◆ **Directive**
Your task is to copy every record exactly.

───── Entries

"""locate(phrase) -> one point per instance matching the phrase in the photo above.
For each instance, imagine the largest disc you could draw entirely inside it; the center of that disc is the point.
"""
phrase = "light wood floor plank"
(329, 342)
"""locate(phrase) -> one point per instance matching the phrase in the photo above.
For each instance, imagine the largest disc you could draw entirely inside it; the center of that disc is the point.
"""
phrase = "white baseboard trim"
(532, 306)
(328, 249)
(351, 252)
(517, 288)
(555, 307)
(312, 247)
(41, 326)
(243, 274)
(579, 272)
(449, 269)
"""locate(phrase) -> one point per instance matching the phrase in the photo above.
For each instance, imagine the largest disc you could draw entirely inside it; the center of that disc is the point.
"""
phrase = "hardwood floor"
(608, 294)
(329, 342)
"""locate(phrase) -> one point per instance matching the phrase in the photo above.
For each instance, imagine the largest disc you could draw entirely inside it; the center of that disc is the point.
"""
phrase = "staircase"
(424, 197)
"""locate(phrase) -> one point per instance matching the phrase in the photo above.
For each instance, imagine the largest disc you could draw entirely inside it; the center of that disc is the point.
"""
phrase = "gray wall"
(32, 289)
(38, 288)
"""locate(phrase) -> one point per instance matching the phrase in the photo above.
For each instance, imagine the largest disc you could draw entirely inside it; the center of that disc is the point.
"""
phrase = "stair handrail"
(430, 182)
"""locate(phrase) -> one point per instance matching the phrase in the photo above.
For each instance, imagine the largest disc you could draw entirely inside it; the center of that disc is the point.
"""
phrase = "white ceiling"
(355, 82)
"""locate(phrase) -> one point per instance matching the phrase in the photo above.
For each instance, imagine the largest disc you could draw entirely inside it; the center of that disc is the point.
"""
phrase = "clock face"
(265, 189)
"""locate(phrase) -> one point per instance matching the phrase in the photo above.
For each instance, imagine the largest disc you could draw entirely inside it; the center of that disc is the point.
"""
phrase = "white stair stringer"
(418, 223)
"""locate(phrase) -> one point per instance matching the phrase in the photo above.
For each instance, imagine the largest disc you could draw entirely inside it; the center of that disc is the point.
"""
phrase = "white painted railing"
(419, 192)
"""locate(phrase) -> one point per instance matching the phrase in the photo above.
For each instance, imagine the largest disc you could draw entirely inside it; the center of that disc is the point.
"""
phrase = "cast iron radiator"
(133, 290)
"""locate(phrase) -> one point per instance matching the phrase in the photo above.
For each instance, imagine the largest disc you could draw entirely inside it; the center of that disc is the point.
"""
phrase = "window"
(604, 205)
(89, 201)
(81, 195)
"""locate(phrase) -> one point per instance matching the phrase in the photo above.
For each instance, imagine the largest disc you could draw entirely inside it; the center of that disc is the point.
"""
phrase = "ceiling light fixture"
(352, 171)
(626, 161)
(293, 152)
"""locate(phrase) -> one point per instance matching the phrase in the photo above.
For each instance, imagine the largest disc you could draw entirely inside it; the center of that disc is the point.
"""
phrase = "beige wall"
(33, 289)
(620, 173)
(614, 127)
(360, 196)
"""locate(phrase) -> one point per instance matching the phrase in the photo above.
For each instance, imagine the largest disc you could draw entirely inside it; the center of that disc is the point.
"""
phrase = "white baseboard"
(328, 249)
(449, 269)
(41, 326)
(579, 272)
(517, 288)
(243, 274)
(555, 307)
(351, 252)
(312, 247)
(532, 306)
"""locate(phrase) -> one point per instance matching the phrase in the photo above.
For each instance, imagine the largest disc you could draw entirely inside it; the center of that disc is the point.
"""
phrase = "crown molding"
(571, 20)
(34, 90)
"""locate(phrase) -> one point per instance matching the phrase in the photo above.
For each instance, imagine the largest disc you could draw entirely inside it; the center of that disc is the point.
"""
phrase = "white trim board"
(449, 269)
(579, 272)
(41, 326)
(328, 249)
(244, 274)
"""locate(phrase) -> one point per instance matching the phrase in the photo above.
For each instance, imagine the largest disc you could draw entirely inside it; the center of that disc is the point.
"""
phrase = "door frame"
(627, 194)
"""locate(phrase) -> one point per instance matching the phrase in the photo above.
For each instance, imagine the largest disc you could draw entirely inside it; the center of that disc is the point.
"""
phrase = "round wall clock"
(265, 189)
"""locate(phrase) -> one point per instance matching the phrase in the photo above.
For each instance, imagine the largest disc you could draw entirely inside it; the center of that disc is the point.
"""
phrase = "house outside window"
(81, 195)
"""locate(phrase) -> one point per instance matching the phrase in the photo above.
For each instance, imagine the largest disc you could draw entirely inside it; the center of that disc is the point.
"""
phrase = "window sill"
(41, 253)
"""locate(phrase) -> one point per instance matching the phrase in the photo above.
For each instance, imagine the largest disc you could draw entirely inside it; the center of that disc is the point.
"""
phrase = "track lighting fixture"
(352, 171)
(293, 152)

──────────

◆ **Expected output**
"""locate(phrase) -> one point per instance matching the phrase in the photo above.
For each instance, imagine the largest disc you could draw entirely inside it; the center of that disc is the point.
"""
phrase = "light wood floor plank"
(329, 342)
"""locate(phrase) -> one point per instance matching the phrase in the photo above.
For each instance, imagine the largest disc you could draw entirely inside it; the center of that disc is the point.
"""
phrase = "white baseboard trim"
(532, 306)
(328, 249)
(351, 252)
(517, 288)
(555, 307)
(312, 247)
(41, 326)
(243, 274)
(579, 272)
(449, 269)
"""locate(phrase) -> one point per instance matching the phrase in the photo above.
For each instance, imagine the largest disc you could draw entirely inside it; the center of that disc is the point.
"""
phrase = "hardwood floor"
(608, 294)
(329, 342)
"""locate(phrase) -> one point per instance matching the phrase in the photo above.
For each instance, imagine the largest disc you could draw entirely inside it; the center of that disc is the point.
"""
phrase = "staircase"
(424, 197)
"""locate(phrase) -> one point per instance matching the phrase in the photo above.
For each instance, imagine the largest disc you could draw entirely inside it; the center of that disc is the point.
"""
phrase = "gray wall"
(32, 289)
(38, 288)
"""locate(phrase) -> one point per instance matching the phrase in the photo above.
For each instance, imagine the largest disc you could draw entirely inside it; the center of that disc is the point.
"""
phrase = "stair handrail"
(430, 182)
"""locate(phrase) -> one point per instance matching the phrase in the photo above.
For each instance, imagine the largest disc you could draw entirely inside it; the center of that disc is the point.
"""
phrase = "white ceiling"
(355, 82)
"""locate(phrase) -> one point per instance matching the phrase in the photo above.
For each instance, imagine the largest disc you could draw entirely inside it; the center of that disc is the point.
"""
phrase = "clock face"
(265, 189)
"""locate(phrase) -> one point per instance matching the phrase in the photo above.
For each instance, imagine the largest disc you could draw entirely inside it; the center of that disc is the point.
"""
phrase = "white stair stringer"
(418, 223)
"""locate(phrase) -> one point per instance matching the phrase in the photo above.
For each instance, imagine the largest disc you could draw entirely inside it; the center of that disc is the point.
"""
phrase = "white painted railing"
(419, 192)
"""locate(phrase) -> one point per instance matching the phrase in the photo above.
For each instance, imagine the largest disc you could draw entirely inside it; the center of that disc is the point.
"""
phrase = "cast iron radiator"
(133, 290)
"""locate(phrase) -> one point per instance matching the phrase in the photo above.
For each instance, imagine the largest disc you could draw entirely inside it; the center of that disc is the point.
"""
phrase = "window"
(604, 205)
(89, 201)
(81, 195)
"""locate(phrase) -> one point per instance matching the phrase in the photo above.
For each instance, imagine the largest disc you could draw entirely inside it; the center of that disc is the point.
"""
phrase = "ceiling light fixture"
(352, 171)
(626, 161)
(293, 152)
"""locate(phrase) -> one point per instance matching the phrase in the photo above.
For each instance, imagine the largest disc you could draw entirely inside it; the center of that disc is the point.
"""
phrase = "beige wall"
(33, 289)
(620, 173)
(614, 127)
(360, 196)
"""locate(phrase) -> one point per instance matching the phrase in the photo above.
For each instance, imagine the largest disc you could draw entirely inside it; the center of that disc is the point.
"""
phrase = "white baseboard"
(328, 249)
(449, 269)
(41, 326)
(579, 272)
(517, 288)
(243, 274)
(555, 307)
(351, 252)
(312, 247)
(532, 306)
"""locate(phrase) -> one point per instance matching the phrase in the photo above.
For each instance, imagine the largest disc you could draw entirely inside it; the center of that disc is the point.
"""
phrase = "crown molding"
(571, 20)
(34, 90)
"""locate(phrase) -> one point per instance matching the phrase in the photo above.
For each instance, imagine the largest disc you could draw entirely inside it; the center of that disc is the point.
"""
phrase = "white trim board"
(449, 269)
(579, 272)
(41, 326)
(328, 249)
(244, 274)
"""locate(phrase) -> one point per instance matching the phrase in the photo above.
For each instance, imagine the largest disc you could draw entirely inside it; the center of that disc is the point.
"""
phrase = "door frame"
(627, 194)
"""locate(phrase) -> one point per instance matching the phrase in the photo above.
For each instance, imagine the largest disc you could draw entirely inside it; the center of that disc is the point.
"""
phrase = "round wall clock"
(265, 189)
"""locate(phrase) -> one point per instance matching the phrase in the photo above.
For each instance, imagine the largest disc you could draw entirely inside it; the center of that disc is the point.
"""
phrase = "house outside window"
(81, 195)
"""locate(phrase) -> one point per instance matching the phrase in the photo above.
For each instance, imagine the largest disc you could draw entirely inside it; the center of that disc is the point.
"""
phrase = "window sill"
(41, 253)
"""locate(phrase) -> one point per instance matching the phrase in the photo above.
For each instance, imagine the largest disc you could draw entirely inside it; the center of that disc is the point.
"""
phrase = "track lighting fixture"
(352, 171)
(293, 152)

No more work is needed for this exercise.